- Born: Sydney Margaret Penny August 7, 1971 (age 55) Nashville, Tennessee, U.S.
- Occupation: Actress
- Years active: 1979–present
- Known for: Pale Rider; The Thorn Birds; The New Gidget; All My Children; Santa Barbara; Largo Winch;
- Spouse: Robert Powers ​ ​(m. 1995; died 2024)​
- Children: 1
- Parents: Hank Penny (father); Shari Penny (mother);
- Relatives: Greg Penny (half-brother)
- Website: www.sydneypenny.net

= Sydney Penny =

American actress (born 1971)

Sydney Margaret Penny (born August 7, 1971) is an American actress. She began her career as a child performer appearing in made-for-television movies. She made her big screen debut in the Western film Pale Rider directed by Clint Eastwood. She received total six Young Artist Awards nominations, winning two for playing Young Meggie Cleary in the miniseries The Thorn Birds (1983), and for Pale Rider. Penny also starred in the sitcom The New Gidget (1986–1988), and played Bernadette Soubirous in the French drama film Bernadette (1988) and its sequel The Passion of Bernadette (1990) both directed by Jean Delannoy.

Penny starred as B.J. Walker during the final season of NBC soap opera Santa Barbara (1992–1993), receiving Daytime Emmy Award for Outstanding Younger Actress in a Drama Series nomination. She later joined the cast of ABC soap opera All My Children (1993–97, 2002, 2005–08) playing the role of Julia Santos Keefer receiving Daytime Emmy Award for Outstanding Supporting Actress in a Drama Series nomination in 1995. She also starred in the drama series Hyperion Bay (1998–1999) and Largo Winch (2001–2003).

==Early life, family and education==
Penny was born in Nashville, Tennessee, and raised in Chatsworth, California, the daughter of former Western Swing bandleader and comedian Hank Penny and his wife, Shari.

==Career==
She began performing when she was three years old singing "My Little Pony" during her father's concert. She made her screen debut playing the supporting role in the made-for-television movie The Night Rider (1979) starring David Selby, Kim Cattrall and Hildy Brooks. She performed as Lucy Van Pelt in the 1981 television special It's Magic, Charlie Brown and also that year appeared in the Primetime Emmy Award-nominated television movie Through the Magic Pyramid. She played Tessa Dahl in the television film The Patricia Neal Story (1981) starring Glenda Jackson and Peg Adams in The Capture of Grizzly Adams (1982). At the 4th Youth in Film Awards, Penny received two Best Young Actress in a Movie Made for Television nominations for this performances, as well one Best Young Actress in a Television Special nomination for The Circle Family. She later guest-starred on Fame, T. J. Hooker, St. Elsewhere and The Twilight Zone.

▶ _SHORT PROBLEM A_
In the rows, starting with the line that contains "target | sandal" and going on through the line that contains "point(44, 220)", substitute "place a marker" for "drop a pin" and keep everything else unchanged. Give only those lines, without the pictures.

Records from a point labeling set

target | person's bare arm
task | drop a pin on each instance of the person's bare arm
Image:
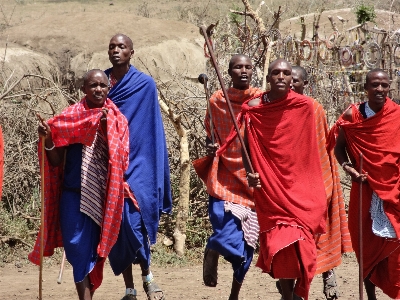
(55, 155)
(252, 178)
(342, 155)
(210, 147)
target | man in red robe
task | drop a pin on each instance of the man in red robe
(372, 128)
(86, 155)
(290, 197)
(336, 240)
(231, 206)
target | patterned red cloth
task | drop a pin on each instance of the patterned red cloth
(284, 151)
(377, 138)
(1, 162)
(336, 240)
(226, 177)
(77, 124)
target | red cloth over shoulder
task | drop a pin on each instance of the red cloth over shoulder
(376, 138)
(78, 124)
(283, 148)
(284, 151)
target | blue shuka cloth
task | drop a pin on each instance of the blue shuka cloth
(80, 234)
(132, 245)
(228, 239)
(148, 173)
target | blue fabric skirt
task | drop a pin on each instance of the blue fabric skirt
(228, 239)
(132, 246)
(80, 234)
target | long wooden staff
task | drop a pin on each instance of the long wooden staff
(203, 79)
(41, 219)
(360, 238)
(222, 83)
(59, 279)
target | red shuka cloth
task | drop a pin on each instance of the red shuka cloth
(1, 162)
(336, 240)
(284, 151)
(225, 176)
(78, 124)
(377, 138)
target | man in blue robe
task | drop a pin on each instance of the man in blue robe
(147, 182)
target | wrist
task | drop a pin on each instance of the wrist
(49, 145)
(346, 165)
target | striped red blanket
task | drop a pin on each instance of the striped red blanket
(336, 240)
(78, 124)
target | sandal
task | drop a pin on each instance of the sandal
(331, 290)
(278, 286)
(129, 297)
(152, 289)
(210, 267)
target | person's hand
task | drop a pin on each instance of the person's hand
(355, 176)
(254, 180)
(103, 119)
(43, 128)
(211, 149)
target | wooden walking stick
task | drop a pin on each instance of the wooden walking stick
(222, 83)
(41, 219)
(59, 279)
(203, 79)
(360, 239)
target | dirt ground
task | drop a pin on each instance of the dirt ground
(18, 281)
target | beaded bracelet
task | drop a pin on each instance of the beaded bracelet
(49, 149)
(346, 163)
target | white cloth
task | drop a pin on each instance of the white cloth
(248, 220)
(381, 225)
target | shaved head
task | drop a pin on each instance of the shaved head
(126, 38)
(373, 71)
(90, 73)
(276, 62)
(235, 58)
(301, 71)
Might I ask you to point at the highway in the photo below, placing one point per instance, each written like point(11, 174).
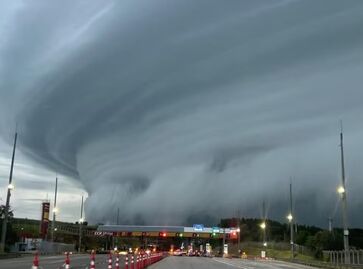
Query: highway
point(221, 263)
point(54, 262)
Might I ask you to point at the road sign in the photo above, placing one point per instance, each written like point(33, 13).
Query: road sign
point(198, 227)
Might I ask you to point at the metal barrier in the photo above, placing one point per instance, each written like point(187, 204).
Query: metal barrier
point(351, 257)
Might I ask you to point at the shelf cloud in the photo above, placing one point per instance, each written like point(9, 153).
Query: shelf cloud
point(179, 112)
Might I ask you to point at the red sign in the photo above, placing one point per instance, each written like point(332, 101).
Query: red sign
point(44, 220)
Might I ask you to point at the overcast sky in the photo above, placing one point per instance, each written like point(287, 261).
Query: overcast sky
point(180, 112)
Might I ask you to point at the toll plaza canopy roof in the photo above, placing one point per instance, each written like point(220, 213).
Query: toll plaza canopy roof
point(172, 229)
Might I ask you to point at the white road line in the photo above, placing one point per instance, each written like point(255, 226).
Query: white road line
point(234, 265)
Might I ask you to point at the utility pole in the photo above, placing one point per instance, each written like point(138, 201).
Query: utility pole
point(10, 188)
point(264, 223)
point(342, 191)
point(224, 241)
point(290, 217)
point(80, 227)
point(239, 231)
point(118, 216)
point(55, 209)
point(330, 224)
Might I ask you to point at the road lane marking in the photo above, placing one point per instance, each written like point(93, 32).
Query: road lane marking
point(234, 265)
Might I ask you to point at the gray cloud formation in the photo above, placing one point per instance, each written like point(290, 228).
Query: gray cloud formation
point(172, 110)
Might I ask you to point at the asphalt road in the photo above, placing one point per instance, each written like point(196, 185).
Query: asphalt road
point(220, 263)
point(56, 262)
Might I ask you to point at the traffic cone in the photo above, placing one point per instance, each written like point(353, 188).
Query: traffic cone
point(117, 263)
point(127, 261)
point(110, 261)
point(67, 261)
point(35, 261)
point(93, 258)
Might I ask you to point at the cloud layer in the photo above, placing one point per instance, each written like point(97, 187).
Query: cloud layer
point(183, 111)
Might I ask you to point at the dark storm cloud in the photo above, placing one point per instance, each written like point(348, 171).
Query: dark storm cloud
point(172, 110)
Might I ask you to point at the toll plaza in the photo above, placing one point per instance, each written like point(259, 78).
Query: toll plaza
point(197, 231)
point(168, 237)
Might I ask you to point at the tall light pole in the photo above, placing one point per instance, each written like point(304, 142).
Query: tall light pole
point(343, 194)
point(10, 187)
point(263, 224)
point(239, 232)
point(55, 209)
point(81, 220)
point(290, 218)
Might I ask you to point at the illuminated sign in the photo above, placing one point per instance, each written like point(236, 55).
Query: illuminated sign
point(198, 227)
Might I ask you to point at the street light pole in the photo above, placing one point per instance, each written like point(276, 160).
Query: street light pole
point(290, 217)
point(264, 223)
point(80, 227)
point(9, 188)
point(54, 208)
point(343, 193)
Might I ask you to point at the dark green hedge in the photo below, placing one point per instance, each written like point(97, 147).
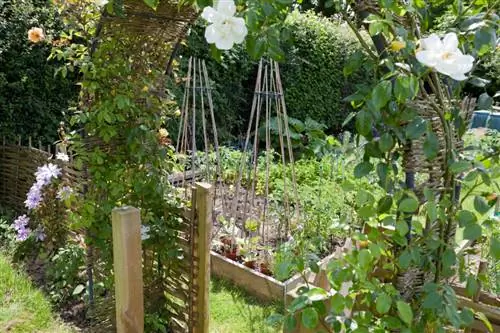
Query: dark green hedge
point(32, 100)
point(312, 74)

▶ _SHORT PROBLEM B_
Do these statements agree with the article on Sydney Penny? (i) Penny was raised in Chatsworth, California. (ii) Penny played Julia Santos Keefer on Santa Barbara. (iii) Both Bernadette films were directed by Jean Delannoy.

▶ _WRITTEN ANSWER A_
target | sandal
task | place a marker on each instance of the sandal
(331, 290)
(278, 286)
(129, 297)
(152, 289)
(210, 267)
target | person's hand
task | place a marker on each instance of the person's hand
(355, 176)
(254, 180)
(103, 119)
(43, 128)
(211, 149)
target | wooden walking stick
task | place a marker on each instance of the wooden walking stick
(222, 83)
(41, 219)
(59, 279)
(203, 79)
(360, 239)
target | dirt ground
task | place a marker on each instance of the dirt ground
(18, 281)
target | beaded bracelet
task | place a marker on each instance of the beaded bracelet
(49, 149)
(346, 163)
target | white cloth
task | place a marker on each instance of the white cloth
(248, 220)
(381, 225)
target | shaved head
task | place a marker on each instance of the shaved head
(126, 38)
(373, 71)
(90, 73)
(276, 62)
(235, 58)
(301, 71)
Might I ask you to point at the highway in the photo below, placing one point per instance, each written like point(11, 174).
Query: highway
point(221, 263)
point(54, 262)
Might I ask you to point at the road sign in the photo above, placing one point per instance, each written like point(33, 13).
Query: road sign
point(198, 227)
Might I ask you to point at the metal barrier in the photo above, placing one point per instance, each written like point(187, 204).
Query: metal barrier
point(351, 257)
Might I ask you to point at the shelf cloud in the photo above, placing one point per instance, each written like point(9, 153).
Query: shelf cloud
point(179, 112)
Might I ask you to point at the red sign in the photo above, placing one point per instance, each written like point(332, 101).
Query: red sign
point(44, 220)

▶ _WRITTEN ANSWER B_
(i) Yes: "raised in Chatsworth, California"
(ii) No: "She later joined the cast of ABC soap opera All My Children (1993–97, 2002, 2005–08) playing the role of Julia Santos Keefer"
(iii) Yes: "both directed by Jean Delannoy"